## GIVEN PROBLEM
Reproduce every row below character for character, keeping each line and its order unchanged.

(Point placement records)
## Start
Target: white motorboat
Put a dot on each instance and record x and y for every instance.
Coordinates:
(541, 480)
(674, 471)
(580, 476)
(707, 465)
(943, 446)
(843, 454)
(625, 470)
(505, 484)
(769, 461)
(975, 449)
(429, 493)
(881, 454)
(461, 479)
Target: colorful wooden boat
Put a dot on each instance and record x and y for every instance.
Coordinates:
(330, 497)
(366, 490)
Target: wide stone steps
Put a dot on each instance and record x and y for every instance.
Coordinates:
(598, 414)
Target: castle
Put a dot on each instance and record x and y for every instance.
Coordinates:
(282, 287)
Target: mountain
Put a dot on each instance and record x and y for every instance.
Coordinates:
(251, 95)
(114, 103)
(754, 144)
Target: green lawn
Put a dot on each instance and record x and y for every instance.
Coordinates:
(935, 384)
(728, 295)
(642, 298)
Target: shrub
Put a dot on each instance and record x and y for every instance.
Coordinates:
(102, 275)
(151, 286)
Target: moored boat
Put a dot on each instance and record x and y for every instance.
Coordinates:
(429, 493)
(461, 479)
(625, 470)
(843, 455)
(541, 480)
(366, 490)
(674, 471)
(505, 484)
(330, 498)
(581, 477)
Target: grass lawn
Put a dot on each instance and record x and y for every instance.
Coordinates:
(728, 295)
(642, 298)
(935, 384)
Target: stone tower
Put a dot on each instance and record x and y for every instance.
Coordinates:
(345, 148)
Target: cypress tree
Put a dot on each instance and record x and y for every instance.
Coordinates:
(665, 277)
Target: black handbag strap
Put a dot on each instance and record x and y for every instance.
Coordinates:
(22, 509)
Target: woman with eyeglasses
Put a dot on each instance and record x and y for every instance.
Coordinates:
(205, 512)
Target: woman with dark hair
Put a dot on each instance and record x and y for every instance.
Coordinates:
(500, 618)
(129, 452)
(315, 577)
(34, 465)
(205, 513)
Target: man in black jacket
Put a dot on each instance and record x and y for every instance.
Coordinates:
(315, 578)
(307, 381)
## End
## OUTPUT BELOW
Target: white motorboat
Put a dot on each instance and record x and y for every instance.
Coordinates:
(541, 480)
(674, 471)
(580, 476)
(707, 465)
(943, 446)
(843, 454)
(625, 470)
(505, 484)
(769, 461)
(975, 449)
(429, 493)
(881, 454)
(461, 479)
Target: colorful wooden boat
Put a dot on each instance and record x and y for every instance.
Coordinates:
(330, 497)
(366, 490)
Target: wide stone steps
Put a dot on each instance and record x and y for every instance.
Coordinates:
(598, 414)
Target: castle
Put a dot on each instance and record x and y for every instance.
Coordinates:
(282, 287)
Target: mountain
Put a dot on each instance and record x and y for every instance.
Coordinates:
(251, 95)
(114, 103)
(754, 144)
Target: green lawn
Put a dot on each instance and record x and y for every instance.
Coordinates:
(935, 384)
(728, 295)
(642, 298)
Target: shrub
Put a dot on each instance and record x and y for every instance.
Coordinates:
(102, 275)
(151, 286)
Target: moored boat
Put a dot on each instance and record x and y for every instance.
Coordinates:
(429, 493)
(461, 479)
(625, 470)
(843, 455)
(541, 480)
(366, 490)
(674, 471)
(505, 484)
(330, 498)
(581, 477)
Target: grass lawn
Put a dot on each instance and record x and y for every instance.
Coordinates:
(728, 295)
(642, 298)
(935, 384)
Target: stone tower
Put a dot on each instance and record x and y for every instance.
Coordinates:
(345, 148)
Target: cypress tree
Put a dot on each instance and record x and y for every instance.
Coordinates:
(665, 277)
Target: black handbag strap
Put a dot on each instance and record x and y for every instance.
Coordinates:
(22, 509)
Target: woman with eyeglasses
Put a dot on each instance and record x and y for every instance.
Coordinates:
(205, 512)
Target: woman with dark hair
Put a dot on each instance and record x and y for every instance.
Coordinates:
(500, 618)
(129, 452)
(315, 577)
(34, 465)
(205, 513)
Target: man in black jacket
Put a dot on each instance and record x and y for every instance.
Coordinates:
(315, 578)
(307, 381)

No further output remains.